_WORK TO DO:_
Write out the following lines again, substituting "field-survey log" for every occurrence of "shelf-audit log" and keeping everything else the same. Leave the pictures out of your answer.

[Data records]
○ ○ ○
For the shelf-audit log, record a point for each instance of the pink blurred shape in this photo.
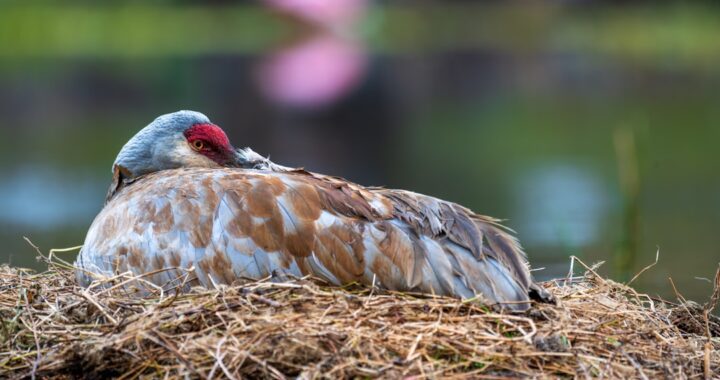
(314, 72)
(323, 12)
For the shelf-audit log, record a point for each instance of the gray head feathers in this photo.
(161, 145)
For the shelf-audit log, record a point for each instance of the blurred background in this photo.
(592, 127)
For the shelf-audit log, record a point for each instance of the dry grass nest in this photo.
(50, 327)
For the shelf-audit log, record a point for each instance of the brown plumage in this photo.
(228, 224)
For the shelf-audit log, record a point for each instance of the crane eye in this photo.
(198, 145)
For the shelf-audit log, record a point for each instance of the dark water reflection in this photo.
(524, 136)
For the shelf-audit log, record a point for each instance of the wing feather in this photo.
(232, 224)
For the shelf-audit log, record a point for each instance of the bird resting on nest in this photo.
(184, 201)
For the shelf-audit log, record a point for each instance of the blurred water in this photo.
(514, 119)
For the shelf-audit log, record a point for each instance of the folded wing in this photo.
(232, 224)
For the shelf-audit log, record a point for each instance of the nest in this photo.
(50, 327)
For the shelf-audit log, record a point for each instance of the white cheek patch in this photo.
(187, 157)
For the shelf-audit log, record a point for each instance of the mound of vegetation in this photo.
(50, 327)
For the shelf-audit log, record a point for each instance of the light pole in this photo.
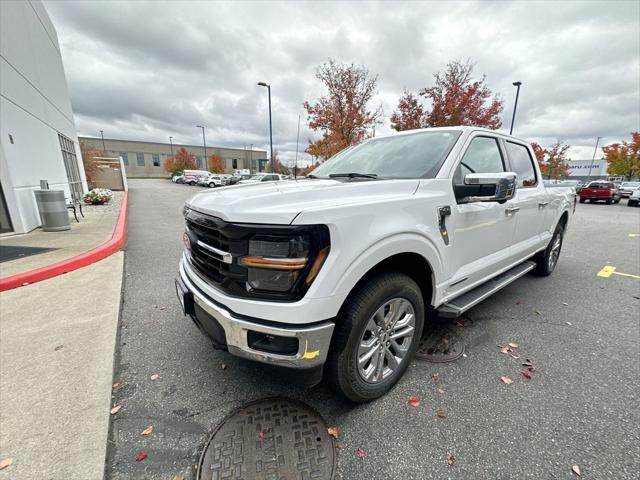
○ ○ ○
_ANSWER TO THE PROBLEM:_
For the field-survey log, record a point for each instance of the pink blurred shape in this photo.
(314, 72)
(323, 12)
For the field-survey log, record a point for each instance of the gray head feathers in this photo.
(161, 145)
For the field-survey log, record a point for each instance of the blurred background in this photo.
(592, 127)
For the field-survey log, record a point for each instance of the dry grass nest in this photo.
(50, 327)
For the field-survey log, record a point for each instance of the brown plumage in this photo.
(228, 224)
For the field-survey log, record a point for each instance of the crane eye in this photo.
(198, 145)
For the field-survey log, record a point for each instance of the dark water reflection in this photo.
(524, 136)
For the field-survey log, record a point for each instance of the wing feather in this photo.
(232, 224)
For the field-survey log, record a point for each instance of the bird resting on nest in this photo.
(184, 201)
For the field-survey log, record a point for each instance of the blurred water in this photo.
(514, 119)
For the field-survey log, record a point for each instance of the folded wing in this photo.
(232, 224)
For the field-survey log, record a point for each instance of the nest in this photo.
(50, 327)
For the field-survey log, record a point for each instance of the white cheek patch in this photo.
(187, 157)
For the field-survey log, record a point for each instance of the mound of vegetation in this photo.
(50, 327)
For the field-survey log, record a point for each instance of the light pole in this photo.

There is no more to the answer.